== Given text

Mineral Deficiencies and Pica
Sometimes bark eating signals that something is missing from the diet. Horses deficient in phosphorus, salt, or other minerals can develop pica, a compulsion to eat unusual materials. Phosphorus deficiency occurs in regions where the soil is naturally low in the mineral and can cause a range of symptoms beyond bark chewing, including stiff joints, muscle weakness, poor growth in young horses, and impaired weight gain in adults.
If your horse’s forage comes from phosphorus-poor soil, or if the diet is heavily grain-based without a balanced mineral supplement, a deficiency is worth investigating. A simple blood panel and forage analysis through your vet can confirm or rule this out. Providing a free-choice mineral block or a balanced mineral supplement often resolves bark chewing when a nutritional gap is the root cause.
Trees That Are Dangerous to Chew
While bark chewing itself is mostly a management nuisance, it becomes a genuine safety concern if your horse has access to toxic trees. Several common species pose real risks:
- Red maple: Wilted leaves are highly toxic and can cause severe red blood cell destruction. Hybrids of red maple, including crosses with sugar and silver maple, may also be dangerous.

====
== Recorded information

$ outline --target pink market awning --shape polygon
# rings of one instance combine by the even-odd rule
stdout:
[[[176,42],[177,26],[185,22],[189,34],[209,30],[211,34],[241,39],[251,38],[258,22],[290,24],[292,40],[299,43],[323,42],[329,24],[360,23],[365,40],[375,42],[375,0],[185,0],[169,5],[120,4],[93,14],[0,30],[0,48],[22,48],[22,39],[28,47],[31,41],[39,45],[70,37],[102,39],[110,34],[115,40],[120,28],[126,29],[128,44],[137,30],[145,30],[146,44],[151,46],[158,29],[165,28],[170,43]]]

====

## [Requirement 1]
Summarize the text on horses chewing bark in two sentences.
## [Requirement 2]
Go on with the text about horses chewing bark, picking up after its final sentence.
The material isn't needed for this work.

## [Reply 1]
Bark chewing can be a sign of pica caused by a shortage of phosphorus, salt, or other minerals, which a blood panel and forage analysis through a vet can confirm or rule out and which a free-choice mineral block or balanced mineral supplement often resolves. The habit turns into a real safety concern when a horse can reach toxic trees such as red maple, whose wilted leaves can cause severe red blood cell destruction.

## [Reply 2]
- Wild cherry and chokecherry: The seeds, leaves, bark, and shoots all contain cyanide compounds. Wilted leaves from fallen branches after a storm are especially hazardous because cyanide concentrations increase as the leaves dry.
- Black walnut: Shavings from this wood cause laminitis when horses stand on them, and there is evidence that pollen and leaves can trigger mild respiratory issues.
Walk your pastures and paddocks and identify every tree your horse can reach. If any of these species are present, fence them off or remove them entirely. Even a horse that doesn’t normally chew bark might strip a branch after a storm knocks it within reach.
How to Protect Your Trees
Once you’ve addressed the underlying cause (more forage, enrichment, mineral supplementation), you may still need to physically protect trees while the habit fades. Several approaches work well.
The most reliable option is fencing trees off so the horse simply can’t reach them. A strand of electric fence set a few feet out from the trunk keeps horses at a safe distance without removing shade from the pasture. For stall and fence boards, metal panels or angle iron caps over wood edges eliminate the chewable surface entirely.
Chemical deterrents can also help. Capsaicin, the compound that makes chili peppers hot, can be applied to wood surfaces as a taste and nasal irritant. It works as a repellent for many horses, though some persistent chewers learn to tolerate it. Commercial chew-stop sprays are available and typically need reapplication after rain. Whatever product you use, confirm it’s labeled as non-toxic to horses before applying it to any surface they can mouth.
Combining deterrents with management changes gives you the best results. A deterrent alone treats the symptom. Fixing the forage, enrichment, or mineral gap fixes the reason the horse wanted to chew in the first place.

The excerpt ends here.